Input : arr1[] = {4, 1, 1, -1, -3, -5, 6, 2, -6, -2}, 
             k = 3.
Output : {4,1},{1} and {6,2} can be taken, thus the output should be 14.

Input : arr2 = {5, 1, 2, -6, 2, -1, 3, 1}, 
           k = 2.
Output : Maximum non-overlapping sub-array sum1: 8, 
         starting index: 0, ending index: 2.

         Maximum non-overlapping sub-array sum2: 5, 
         starting index: 4, ending index: 7.

Prerequisite: Kadane’s Algorithm
Kadane’s algorithm finds out only the maximum subarray sum, but using the same algorithm we can find out k maximum non-overlapping subarray sums. The approach is: 

  • Find out the maximum subarray in the array using Kadane’s algorithm. Also find out its starting and end indices. Print the sum of this subarray.
  • Fill each cell of this subarray by -infinity.
  • Repeat process 1 and 2 for k times. 

C++




// C++ program to find out k maximum
// non-overlapping sub-array sums.
#include <bits/stdc++.h>
using namespace std;
 
// Function to compute k maximum
// sub-array sums.
void kmax(int arr[], int k, int n) {
 
    // In each iteration it will give
    // the ith maximum subarray sum.
    for(int c = 0; c < k; c++){
 
        // Kadane's algorithm.
        int max_so_far = numeric_limits<int>::min();
        int max_here = 0;
 
        // compute starting and ending
        // index of each of the sub-array.
        int start = 0, end = 0, s = 0;
        for(int i = 0; i < n; i++)
        {
            max_here += arr[i];
            if (max_so_far < max_here)
            {
                max_so_far = max_here;
                start = s;
                end = i;
            }
            if (max_here < 0)
            {
                max_here = 0;
                s = i + 1;
            }
        }
 
        // Print out the result.
        cout << "Maximum non-overlapping sub-array sum"
             << (c + 1) << ": "<< max_so_far
             << ", starting index: " << start
             << ", ending index: " << end << "." << endl;
 
        // Replace all elements of the maximum subarray
        // by -infinity. Hence these places cannot form
        // maximum sum subarray again.
        for (int l = start; l <= end; l++)
            arr[l] = numeric_limits<int>::min();
    }
    cout << endl;
}
 
// Driver Program
int main()
{
    // Test case 1
    int arr1[] = {4, 1, 1, -1, -3,
                 -5, 6, 2, -6, -2};
    int k1 = 3;
    int n1 = sizeof(arr1) / sizeof(arr1[0]);
     
    // Function calling
    kmax(arr1, k1, n1);
 
    // Test case 2
    int arr2[] = {5, 1, 2, -6, 2, -1, 3, 1};
    int k2 = 2;
    int n2 = sizeof(arr2)/sizeof(arr2[0]);
     
    // Function calling
    kmax(arr2, k2, n2);
     
    return 0;
}


Java




// Java program to find out k maximum
// non-overlapping sub-array sums.

============================================================

◆ **Required work**
1. According to the excerpt on k maximum non-overlapping subarray sums, what value replaces every position of a maximum subarray once that subarray has been found?
2. Pick up the excerpt on k maximum non-overlapping subarray sums from its last line and continue it.

◆ **Provided information**
============================================================

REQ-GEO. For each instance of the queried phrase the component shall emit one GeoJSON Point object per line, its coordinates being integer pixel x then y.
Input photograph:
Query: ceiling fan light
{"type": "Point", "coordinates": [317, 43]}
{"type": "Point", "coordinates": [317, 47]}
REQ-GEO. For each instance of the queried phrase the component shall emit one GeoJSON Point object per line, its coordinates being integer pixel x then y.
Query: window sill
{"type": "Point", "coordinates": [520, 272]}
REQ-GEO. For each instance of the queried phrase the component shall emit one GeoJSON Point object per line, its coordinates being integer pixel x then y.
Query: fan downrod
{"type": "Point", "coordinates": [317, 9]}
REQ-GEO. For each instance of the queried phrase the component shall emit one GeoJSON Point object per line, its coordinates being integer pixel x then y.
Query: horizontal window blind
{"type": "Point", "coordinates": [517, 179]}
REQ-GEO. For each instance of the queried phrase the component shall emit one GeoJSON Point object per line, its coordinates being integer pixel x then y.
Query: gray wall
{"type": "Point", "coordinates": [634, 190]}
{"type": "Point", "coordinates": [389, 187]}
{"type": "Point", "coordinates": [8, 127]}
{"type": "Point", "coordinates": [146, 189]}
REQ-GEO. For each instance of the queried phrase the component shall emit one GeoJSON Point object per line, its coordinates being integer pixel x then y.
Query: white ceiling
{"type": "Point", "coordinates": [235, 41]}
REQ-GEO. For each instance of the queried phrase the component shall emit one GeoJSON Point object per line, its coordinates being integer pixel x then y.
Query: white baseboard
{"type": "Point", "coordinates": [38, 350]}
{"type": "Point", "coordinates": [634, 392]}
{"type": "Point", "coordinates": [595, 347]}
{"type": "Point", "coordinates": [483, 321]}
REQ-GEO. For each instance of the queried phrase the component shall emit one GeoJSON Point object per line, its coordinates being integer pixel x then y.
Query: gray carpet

============================================================

◆ **The results**
1. Each position is filled with -infinity.

2.
class GFG {
 
    // Method to compute k maximum
    // sub-array sums.
    static void kmax(int arr[], int k, int n) {
     
        // In each iteration it will give
        // the ith maximum subarray sum.
        for(int c = 0; c < k; c++)
        {
            // Kadane's algorithm.
            int max_so_far = Integer.MIN_VALUE;
            int max_here = 0;
     
            // compute starting and ending
            // index of each of the sub-array.
            int start = 0, end = 0, s = 0;
            for(int i = 0; i < n; i++)
            {
                max_here += arr[i];
                if (max_so_far < max_here)
                {
                    max_so_far = max_here;
                    start = s;
                    end = i;
                }
                if (max_here < 0)
                    {
                    max_here = 0;
                    s = i + 1;
                }
            }
     
            // Print out the result.
            System.out.println("Maximum non-overlapping sub-arraysum" +
                                (c + 1) + ": " +  max_so_far +
                                ", starting index: " + start +
                                ", ending index: " + end + ".");
     
            // Replace all elements of the maximum subarray
            // by -infinity. Hence these places cannot form
            // maximum sum subarray again.
            for (int l = start; l <= end; l++)
                arr[l] = Integer.MIN_VALUE;
        }
        System.out.println();
    }
     
    // Driver Program
    public static void main(String[] args)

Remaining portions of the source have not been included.